[Referring expression data]
════
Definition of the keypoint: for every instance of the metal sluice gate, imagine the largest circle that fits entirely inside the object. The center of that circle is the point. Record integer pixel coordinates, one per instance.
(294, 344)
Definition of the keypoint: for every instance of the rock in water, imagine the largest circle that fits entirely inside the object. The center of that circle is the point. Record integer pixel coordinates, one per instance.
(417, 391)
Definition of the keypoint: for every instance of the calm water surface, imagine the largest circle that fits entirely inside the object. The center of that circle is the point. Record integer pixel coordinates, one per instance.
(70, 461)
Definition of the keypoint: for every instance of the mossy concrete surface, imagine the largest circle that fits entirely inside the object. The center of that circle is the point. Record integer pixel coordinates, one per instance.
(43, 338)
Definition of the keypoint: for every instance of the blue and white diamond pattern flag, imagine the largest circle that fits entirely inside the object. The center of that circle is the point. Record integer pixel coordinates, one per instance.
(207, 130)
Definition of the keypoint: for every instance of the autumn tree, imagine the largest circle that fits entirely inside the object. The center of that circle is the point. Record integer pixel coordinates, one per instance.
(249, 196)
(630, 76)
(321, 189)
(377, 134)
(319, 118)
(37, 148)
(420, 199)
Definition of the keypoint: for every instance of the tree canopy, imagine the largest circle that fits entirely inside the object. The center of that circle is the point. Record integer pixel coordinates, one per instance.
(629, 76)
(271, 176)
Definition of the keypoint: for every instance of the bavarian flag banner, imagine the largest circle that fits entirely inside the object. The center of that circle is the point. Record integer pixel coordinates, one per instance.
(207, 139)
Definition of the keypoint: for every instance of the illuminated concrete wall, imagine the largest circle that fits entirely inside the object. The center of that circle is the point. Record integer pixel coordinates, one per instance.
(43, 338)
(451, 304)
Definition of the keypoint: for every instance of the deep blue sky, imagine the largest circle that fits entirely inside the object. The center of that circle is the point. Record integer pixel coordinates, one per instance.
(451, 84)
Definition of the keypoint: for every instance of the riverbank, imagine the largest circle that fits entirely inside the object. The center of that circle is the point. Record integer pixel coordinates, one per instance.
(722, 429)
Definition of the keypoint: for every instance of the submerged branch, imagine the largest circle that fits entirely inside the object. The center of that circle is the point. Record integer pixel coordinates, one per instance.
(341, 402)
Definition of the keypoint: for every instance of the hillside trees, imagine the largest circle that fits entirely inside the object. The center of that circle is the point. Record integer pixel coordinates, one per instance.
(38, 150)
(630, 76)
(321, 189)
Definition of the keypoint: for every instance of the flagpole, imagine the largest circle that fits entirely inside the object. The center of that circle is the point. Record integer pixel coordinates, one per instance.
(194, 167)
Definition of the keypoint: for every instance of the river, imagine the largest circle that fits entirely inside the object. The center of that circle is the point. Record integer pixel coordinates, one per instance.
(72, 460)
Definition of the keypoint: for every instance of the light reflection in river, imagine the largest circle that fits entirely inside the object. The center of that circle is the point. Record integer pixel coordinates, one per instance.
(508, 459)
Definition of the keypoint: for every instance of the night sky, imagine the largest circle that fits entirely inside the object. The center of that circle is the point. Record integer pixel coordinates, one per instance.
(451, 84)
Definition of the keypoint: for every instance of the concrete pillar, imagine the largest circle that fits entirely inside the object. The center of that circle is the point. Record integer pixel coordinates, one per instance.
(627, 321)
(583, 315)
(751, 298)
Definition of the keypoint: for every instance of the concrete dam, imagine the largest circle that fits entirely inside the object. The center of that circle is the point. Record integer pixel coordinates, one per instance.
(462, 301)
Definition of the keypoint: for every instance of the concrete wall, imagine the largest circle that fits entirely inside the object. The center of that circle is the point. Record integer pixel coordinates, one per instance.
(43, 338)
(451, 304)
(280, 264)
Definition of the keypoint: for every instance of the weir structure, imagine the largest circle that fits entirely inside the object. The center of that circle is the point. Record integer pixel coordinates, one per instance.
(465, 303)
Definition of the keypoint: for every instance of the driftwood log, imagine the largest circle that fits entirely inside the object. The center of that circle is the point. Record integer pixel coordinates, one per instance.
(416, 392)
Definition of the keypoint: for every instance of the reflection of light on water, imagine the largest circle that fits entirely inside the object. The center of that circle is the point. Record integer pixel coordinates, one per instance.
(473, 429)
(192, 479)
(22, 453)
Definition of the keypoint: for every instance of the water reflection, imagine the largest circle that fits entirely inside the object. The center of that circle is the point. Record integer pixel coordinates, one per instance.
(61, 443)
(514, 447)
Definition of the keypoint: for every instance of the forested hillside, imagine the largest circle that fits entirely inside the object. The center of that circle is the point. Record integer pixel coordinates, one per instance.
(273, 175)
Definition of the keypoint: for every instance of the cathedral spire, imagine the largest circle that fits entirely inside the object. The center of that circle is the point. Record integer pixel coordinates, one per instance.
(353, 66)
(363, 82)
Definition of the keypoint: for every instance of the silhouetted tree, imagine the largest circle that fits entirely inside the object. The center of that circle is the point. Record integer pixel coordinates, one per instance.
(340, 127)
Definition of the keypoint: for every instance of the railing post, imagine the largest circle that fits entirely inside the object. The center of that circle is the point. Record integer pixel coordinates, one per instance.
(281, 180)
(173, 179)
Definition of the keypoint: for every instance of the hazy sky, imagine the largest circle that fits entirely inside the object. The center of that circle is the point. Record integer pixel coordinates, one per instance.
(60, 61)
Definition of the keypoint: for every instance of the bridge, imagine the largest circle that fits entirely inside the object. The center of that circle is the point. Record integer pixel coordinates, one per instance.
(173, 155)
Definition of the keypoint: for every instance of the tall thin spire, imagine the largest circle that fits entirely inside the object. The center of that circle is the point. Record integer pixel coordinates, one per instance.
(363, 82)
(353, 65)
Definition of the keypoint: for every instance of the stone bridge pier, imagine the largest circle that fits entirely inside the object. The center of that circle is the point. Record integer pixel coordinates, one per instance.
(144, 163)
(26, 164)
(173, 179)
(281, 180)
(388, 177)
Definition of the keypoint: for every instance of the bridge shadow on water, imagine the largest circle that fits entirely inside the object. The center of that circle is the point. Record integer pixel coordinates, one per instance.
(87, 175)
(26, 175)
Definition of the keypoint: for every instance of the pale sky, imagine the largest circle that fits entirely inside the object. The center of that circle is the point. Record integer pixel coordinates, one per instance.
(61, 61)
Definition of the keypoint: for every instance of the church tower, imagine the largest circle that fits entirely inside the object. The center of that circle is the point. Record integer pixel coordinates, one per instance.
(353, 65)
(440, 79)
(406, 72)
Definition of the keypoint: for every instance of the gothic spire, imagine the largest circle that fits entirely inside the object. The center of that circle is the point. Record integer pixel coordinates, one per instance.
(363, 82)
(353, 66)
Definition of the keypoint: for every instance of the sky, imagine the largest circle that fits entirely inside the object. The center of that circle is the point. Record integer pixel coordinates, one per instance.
════
§ WHAT THIS TASK INVOLVES: The entries must all be transcribed exactly.

§ OUTPUT:
Definition of the keypoint: for every instance of the metal sluice gate, imagine the largest circle that fits entirely inside the object. The center of that circle is the point. Record integer pixel coordinates, one per instance.
(294, 344)
Definition of the keypoint: for every instance of the rock in water, imagine the largest circle that fits entirely inside the object. The center of that circle is the point. Record integer pixel coordinates, one per instance.
(417, 391)
Definition of the keypoint: for every instance of the calm water surface, imagine the largest circle that fits entirely inside the object. The center of that circle is the point. Record integer pixel coordinates, one per instance.
(70, 461)
Definition of the keypoint: for every instance of the mossy concrete surface, imagine the largest circle that fits entirely inside the object. The center of that circle is the point. Record integer pixel coordinates, one per instance.
(43, 338)
Definition of the keypoint: for every instance of the blue and white diamond pattern flag, imagine the largest circle that fits entirely inside the object. The center of that circle is the point. Record integer pixel coordinates, one per instance.
(207, 130)
Definition of the keypoint: for every instance of the autumn tree, imagine the largest circle that fits entirely inside the object. The center of that circle is the point. Record integer pixel coordinates, one per instance.
(249, 196)
(630, 76)
(321, 189)
(377, 134)
(319, 118)
(37, 148)
(420, 199)
Definition of the keypoint: for every instance of the tree canopy, imagine the largest circle that fits entirely inside the object. The center of that circle is the point. Record integer pixel coordinates, one per instance.
(629, 76)
(271, 176)
Definition of the keypoint: for every instance of the bavarian flag banner, imagine the largest circle that fits entirely inside the object. The center of that circle is the point. Record integer pixel coordinates, one per instance.
(207, 139)
Definition of the keypoint: for every instance of the illuminated concrete wall, imagine the largest circle that fits entirely inside the object. The center of that circle is the point. Record integer pixel coordinates, one per instance.
(43, 338)
(451, 304)
Definition of the keypoint: for every instance of the deep blue sky, imagine the largest circle that fits entirely inside the object. The center of that circle is the point. Record integer pixel coordinates, one per instance.
(451, 84)
Definition of the keypoint: for every instance of the riverbank, imagine the largest circle that fits entirely inside the object. The center of that circle is the point. Record integer pixel coordinates, one per instance.
(722, 429)
Definition of the keypoint: for every instance of the submerged branch, imagine the largest circle that fits entirely inside the object. The center of that circle is the point. Record integer pixel coordinates, one per instance.
(341, 402)
Definition of the keypoint: for every instance of the hillside trees, imagine the largest circle that fits entirely inside the object. The center of that circle is the point. Record integer pixel coordinates, one per instance.
(38, 150)
(630, 76)
(321, 189)
Definition of the keypoint: for every instance of the flagpole, imagine the largest circle that fits entirely inside the object. The center of that circle is the point. Record integer pixel coordinates, one per instance.
(194, 167)
Definition of the keypoint: for every instance of the river, imagine the largest circle that fits entirely inside the object. The center of that circle is the point. Record integer pixel coordinates, one per instance.
(72, 460)
Definition of the keypoint: for every instance of the light reflection in river, imagine the largest circle that fits entirely inside the object. The center of that circle is the point. Record integer pixel coordinates, one per instance.
(508, 459)
Definition of the keypoint: for every instance of the night sky, imagine the largest circle that fits entirely inside the object. The center of that circle is the point. Record integer pixel coordinates, one per instance.
(451, 84)
Definition of the keypoint: for every instance of the concrete pillar, imagine the largest circle that fits entirely inside the object. The center of that circle is the point. Record integer pixel coordinates, one per instance.
(627, 321)
(583, 315)
(751, 298)
Definition of the keypoint: for every instance of the concrete dam, imagine the largest circle that fits entirely inside the object. The center of that circle is the point. Record integer pixel coordinates, one per instance.
(462, 301)
Definition of the keypoint: for every instance of the concrete wall, imagine the largest circle that fits entirely inside the object. The center of that circle is the point. Record integer pixel coordinates, one per instance.
(43, 338)
(451, 304)
(280, 264)
Definition of the keypoint: for every instance of the weir structure, imagine the largest circle that fits entirely inside the object. The center of that circle is the point. Record integer pixel coordinates, one per instance.
(465, 303)
Definition of the keypoint: for every instance of the driftwood log, imagine the largest circle that fits entirely inside the object. The center of that circle is the point. Record integer pixel coordinates, one per instance.
(416, 392)
Definition of the keypoint: for every instance of the reflection of light on water, imagine the largest circle that fits entirely inside the object. The center of that circle is the point. Record integer pixel coordinates, one per instance.
(473, 429)
(192, 479)
(22, 453)
Definition of the keypoint: for every instance of the water reflection, imagine the largest circle that fits entirely inside the object. The center of that circle is the point. Record integer pixel coordinates, one per instance.
(61, 443)
(514, 447)
Definition of the keypoint: for every instance of the forested hillside, imagine the largest circle that fits entirely inside the object. The center of that circle is the point. Record integer pixel coordinates, one per instance.
(273, 175)
Definition of the keypoint: for every instance of the cathedral spire, imagine the largest circle that fits entirely inside the object. The center of that circle is the point. Record integer pixel coordinates, one per instance.
(353, 66)
(363, 82)
Definition of the keypoint: for every instance of the silhouetted tree, imagine the largest circle that fits entirely inside the object. The center of that circle is the point. Record integer pixel coordinates, one per instance.
(340, 127)
Definition of the keypoint: for every instance of the railing post, imagine the largest circle that fits entirely inside the object. The center of that circle is the point. Record integer pixel coordinates, one per instance.
(281, 180)
(173, 179)
Definition of the keypoint: for every instance of the hazy sky, imagine the largest circle that fits entirely inside the object. The center of that circle is the point. Record integer pixel coordinates, one per instance.
(60, 61)
Definition of the keypoint: for every instance of the bridge, imagine the largest circle that fits entirely inside the object. The center of that circle is the point. Record integer pixel coordinates, one per instance.
(173, 155)
Definition of the keypoint: for every instance of the tall thin spire, imagine the largest circle that fits entirely inside the object. The center of that circle is the point. Record integer pixel coordinates, one per instance.
(363, 82)
(353, 65)
Definition of the keypoint: for every instance of the stone bridge pier, imagine the largest circle that fits entirely inside the object. The center of that circle is the point. Record integer pixel coordinates, one per instance.
(144, 163)
(26, 164)
(173, 179)
(281, 180)
(388, 177)
Definition of the keypoint: for every instance of the bridge shadow on water, imagine the largest circle that fits entirely inside the object. The center of that circle is the point. Record integer pixel coordinates, one per instance.
(87, 175)
(26, 175)
Definition of the keypoint: for every instance of the pale sky, imagine the largest circle that fits entirely inside the object. The center of that circle is the point. Record integer pixel coordinates, one per instance.
(61, 61)
Definition of the keypoint: for every instance of the church tower, imagine the largest circle that fits entirely inside the object. The center of that circle is the point. Record integer pixel coordinates, one per instance.
(353, 65)
(440, 79)
(406, 72)
Definition of the keypoint: for every instance of the gothic spire, imagine the largest circle that fits entirely inside the object. The center of that circle is the point. Record integer pixel coordinates, one per instance.
(363, 82)
(353, 66)
Definition of the keypoint: for every instance of the sky, imagine the largest circle that fits entirely inside the object. The center of that circle is the point. Record integer pixel coordinates, one per instance.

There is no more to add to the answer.